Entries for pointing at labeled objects
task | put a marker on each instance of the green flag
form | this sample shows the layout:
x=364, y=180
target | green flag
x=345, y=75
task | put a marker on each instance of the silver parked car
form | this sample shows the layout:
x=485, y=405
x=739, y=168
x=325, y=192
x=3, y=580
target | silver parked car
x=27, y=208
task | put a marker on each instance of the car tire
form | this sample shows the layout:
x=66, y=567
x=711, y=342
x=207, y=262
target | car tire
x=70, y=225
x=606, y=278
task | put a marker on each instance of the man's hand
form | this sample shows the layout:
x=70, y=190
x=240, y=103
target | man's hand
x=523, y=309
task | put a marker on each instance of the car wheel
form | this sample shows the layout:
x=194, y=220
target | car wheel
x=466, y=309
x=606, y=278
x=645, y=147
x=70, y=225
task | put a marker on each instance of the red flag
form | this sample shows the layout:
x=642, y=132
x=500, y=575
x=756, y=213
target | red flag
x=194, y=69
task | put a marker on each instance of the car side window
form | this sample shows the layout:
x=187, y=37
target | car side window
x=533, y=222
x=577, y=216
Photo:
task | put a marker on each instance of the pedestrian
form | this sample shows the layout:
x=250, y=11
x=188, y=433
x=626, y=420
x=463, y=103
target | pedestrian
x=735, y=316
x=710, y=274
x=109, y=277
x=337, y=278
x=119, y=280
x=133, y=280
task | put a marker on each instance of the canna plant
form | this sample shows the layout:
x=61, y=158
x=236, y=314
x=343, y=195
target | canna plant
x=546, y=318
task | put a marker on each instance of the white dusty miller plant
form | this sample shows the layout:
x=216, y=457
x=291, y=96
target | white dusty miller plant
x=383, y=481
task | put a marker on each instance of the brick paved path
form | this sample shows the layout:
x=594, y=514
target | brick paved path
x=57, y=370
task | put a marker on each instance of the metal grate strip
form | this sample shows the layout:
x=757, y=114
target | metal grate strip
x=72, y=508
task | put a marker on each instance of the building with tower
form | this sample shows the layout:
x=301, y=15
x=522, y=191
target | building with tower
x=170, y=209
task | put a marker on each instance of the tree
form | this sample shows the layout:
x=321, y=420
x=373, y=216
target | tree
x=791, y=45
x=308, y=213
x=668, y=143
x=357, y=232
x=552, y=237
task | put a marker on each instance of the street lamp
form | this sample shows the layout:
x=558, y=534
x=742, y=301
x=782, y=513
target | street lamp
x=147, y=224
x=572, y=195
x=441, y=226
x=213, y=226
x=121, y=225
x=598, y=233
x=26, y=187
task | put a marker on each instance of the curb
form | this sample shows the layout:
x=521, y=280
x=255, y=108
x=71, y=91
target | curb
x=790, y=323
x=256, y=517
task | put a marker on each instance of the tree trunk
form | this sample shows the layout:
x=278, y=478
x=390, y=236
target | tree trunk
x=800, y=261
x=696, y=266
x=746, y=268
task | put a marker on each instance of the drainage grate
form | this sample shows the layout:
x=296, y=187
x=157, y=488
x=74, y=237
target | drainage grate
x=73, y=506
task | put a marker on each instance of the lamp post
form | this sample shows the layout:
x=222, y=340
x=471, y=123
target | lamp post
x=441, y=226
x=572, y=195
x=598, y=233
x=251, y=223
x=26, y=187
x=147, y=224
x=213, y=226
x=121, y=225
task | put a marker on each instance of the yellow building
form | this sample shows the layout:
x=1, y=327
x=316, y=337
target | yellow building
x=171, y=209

AIM OF THE EXERCISE: Rewrite all of the material above as a JSON array of strings, one string per line, leaving out any blank lines.

COMPLETED TASK:
[
  "task | put a marker on each instance of the green flag",
  "form | this sample shows the layout:",
  "x=364, y=180",
  "target | green flag",
  "x=345, y=75",
  "task | put a marker on each instance of the silver parked car",
  "form | this sample shows the layout:",
  "x=485, y=405",
  "x=739, y=168",
  "x=325, y=192",
  "x=3, y=580",
  "target | silver parked car",
  "x=27, y=208",
  "task | put a marker on each instance of the car tire",
  "form | this sample shows the layout:",
  "x=66, y=567",
  "x=711, y=342",
  "x=207, y=262",
  "target | car tire",
  "x=70, y=225",
  "x=606, y=278",
  "task | put a marker on each instance of the man's hand",
  "form | this sample shows the layout:",
  "x=70, y=190",
  "x=240, y=103",
  "target | man's hand",
  "x=523, y=309",
  "task | put a marker on each instance of the car wheel",
  "form | this sample shows the layout:",
  "x=194, y=220",
  "target | car wheel",
  "x=466, y=309",
  "x=606, y=278",
  "x=645, y=147",
  "x=70, y=225",
  "task | put a marker on each instance of the red flag",
  "form | this sample shows the layout:",
  "x=642, y=132",
  "x=500, y=575",
  "x=756, y=213",
  "target | red flag",
  "x=194, y=69",
  "task | put a marker on each instance of the car side window",
  "form | this sample shows the layout:",
  "x=187, y=37",
  "target | car side window",
  "x=533, y=222",
  "x=577, y=216",
  "Photo:",
  "task | put a marker on each instance of the pedestrian",
  "form | this sample shows the layout:",
  "x=250, y=11",
  "x=188, y=433",
  "x=626, y=420",
  "x=463, y=103",
  "target | pedestrian",
  "x=735, y=316",
  "x=710, y=274",
  "x=109, y=277",
  "x=337, y=278",
  "x=119, y=280",
  "x=133, y=280",
  "task | put a marker on each instance of the canna plant",
  "form | this sample shows the layout:",
  "x=61, y=158",
  "x=236, y=314",
  "x=343, y=195",
  "target | canna plant",
  "x=546, y=318",
  "task | put a marker on each instance of the white dusty miller plant",
  "form | this sample shows the layout:",
  "x=216, y=457",
  "x=291, y=96",
  "target | white dusty miller plant",
  "x=383, y=481",
  "task | put a marker on each instance of the brick paved path",
  "form | this sample shows the layout:",
  "x=594, y=514",
  "target | brick paved path",
  "x=57, y=370",
  "task | put a marker on each instance of the metal grate strip",
  "form | this sample shows the layout:",
  "x=757, y=114",
  "target | metal grate strip",
  "x=72, y=508",
  "task | put a marker on each instance of the building with tower",
  "form | this sample shows the layout:",
  "x=301, y=15",
  "x=522, y=191",
  "target | building with tower",
  "x=170, y=209",
  "task | put a marker on each instance of the tree",
  "form | this sample shows the layout:",
  "x=321, y=420",
  "x=373, y=216",
  "target | tree",
  "x=791, y=45",
  "x=308, y=213",
  "x=668, y=143",
  "x=357, y=232",
  "x=552, y=237",
  "task | put a marker on each instance of the street lamp",
  "form | this sample shows the layout:",
  "x=558, y=534",
  "x=742, y=301",
  "x=782, y=513",
  "target | street lamp",
  "x=147, y=224",
  "x=572, y=195",
  "x=441, y=226",
  "x=213, y=226",
  "x=121, y=225",
  "x=598, y=233",
  "x=26, y=187",
  "task | put a marker on each instance of the curb",
  "form | this sample shows the layout:",
  "x=521, y=280",
  "x=255, y=108",
  "x=71, y=91",
  "target | curb",
  "x=790, y=323",
  "x=256, y=517",
  "task | put a marker on each instance of the tree trunk",
  "form | this sample shows the layout:",
  "x=278, y=478",
  "x=390, y=236",
  "target | tree trunk",
  "x=800, y=261",
  "x=696, y=266",
  "x=746, y=268",
  "task | put a marker on each instance of the drainage grate",
  "form | this sample shows the layout:",
  "x=296, y=187",
  "x=157, y=488",
  "x=74, y=237",
  "target | drainage grate",
  "x=73, y=506",
  "task | put a marker on each instance of the lamp post",
  "form | this sample shows the layout:",
  "x=222, y=340",
  "x=471, y=123",
  "target | lamp post",
  "x=441, y=226",
  "x=572, y=195",
  "x=598, y=233",
  "x=251, y=223",
  "x=26, y=187",
  "x=147, y=224",
  "x=213, y=226",
  "x=121, y=225",
  "task | put a marker on each instance of the yellow building",
  "form | this sample shows the layout:",
  "x=1, y=327",
  "x=316, y=337",
  "target | yellow building",
  "x=171, y=209"
]